### Information provided
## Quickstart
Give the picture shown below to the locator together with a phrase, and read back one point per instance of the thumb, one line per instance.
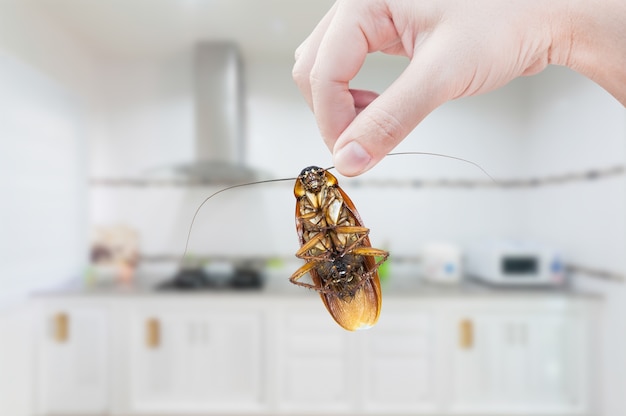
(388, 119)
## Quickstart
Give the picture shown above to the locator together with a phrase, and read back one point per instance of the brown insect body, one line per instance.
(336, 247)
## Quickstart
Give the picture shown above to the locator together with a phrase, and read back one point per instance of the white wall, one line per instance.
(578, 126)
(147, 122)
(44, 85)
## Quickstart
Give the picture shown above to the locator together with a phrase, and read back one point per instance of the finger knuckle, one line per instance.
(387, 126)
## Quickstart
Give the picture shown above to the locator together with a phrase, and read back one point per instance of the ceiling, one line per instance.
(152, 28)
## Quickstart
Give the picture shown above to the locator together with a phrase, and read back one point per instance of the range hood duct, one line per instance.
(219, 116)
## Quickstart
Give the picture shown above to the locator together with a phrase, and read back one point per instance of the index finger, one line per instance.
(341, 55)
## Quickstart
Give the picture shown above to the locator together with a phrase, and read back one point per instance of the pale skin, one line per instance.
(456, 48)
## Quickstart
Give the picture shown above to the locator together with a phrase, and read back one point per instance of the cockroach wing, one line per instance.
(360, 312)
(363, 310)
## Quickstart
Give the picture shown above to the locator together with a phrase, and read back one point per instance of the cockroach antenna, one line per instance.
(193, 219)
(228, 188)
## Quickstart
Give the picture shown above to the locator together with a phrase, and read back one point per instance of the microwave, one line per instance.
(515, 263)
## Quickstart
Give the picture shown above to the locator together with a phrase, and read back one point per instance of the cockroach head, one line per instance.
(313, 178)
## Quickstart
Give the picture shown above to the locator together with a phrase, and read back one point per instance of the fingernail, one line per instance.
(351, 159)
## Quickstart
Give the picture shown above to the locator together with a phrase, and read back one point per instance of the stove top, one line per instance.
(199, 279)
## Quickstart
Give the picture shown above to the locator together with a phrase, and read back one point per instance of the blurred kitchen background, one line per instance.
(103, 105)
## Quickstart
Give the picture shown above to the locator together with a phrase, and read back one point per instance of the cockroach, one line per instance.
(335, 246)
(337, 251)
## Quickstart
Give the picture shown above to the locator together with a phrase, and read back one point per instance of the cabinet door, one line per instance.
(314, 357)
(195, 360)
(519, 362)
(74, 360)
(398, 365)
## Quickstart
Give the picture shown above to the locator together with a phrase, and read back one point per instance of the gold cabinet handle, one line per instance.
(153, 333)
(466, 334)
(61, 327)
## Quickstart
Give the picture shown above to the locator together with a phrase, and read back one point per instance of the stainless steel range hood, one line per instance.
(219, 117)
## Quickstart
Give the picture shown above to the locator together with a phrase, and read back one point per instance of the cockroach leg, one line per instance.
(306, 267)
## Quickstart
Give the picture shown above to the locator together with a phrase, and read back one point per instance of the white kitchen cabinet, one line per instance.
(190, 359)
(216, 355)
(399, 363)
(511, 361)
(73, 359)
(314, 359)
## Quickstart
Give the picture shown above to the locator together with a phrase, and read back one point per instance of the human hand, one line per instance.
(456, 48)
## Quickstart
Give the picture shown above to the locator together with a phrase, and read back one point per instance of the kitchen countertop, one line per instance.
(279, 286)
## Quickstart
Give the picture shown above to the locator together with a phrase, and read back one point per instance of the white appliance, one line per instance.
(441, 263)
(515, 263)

### Problem to work on
Count the lines in the rows above that contain the word "hood". Reply with the number only.

### Response
2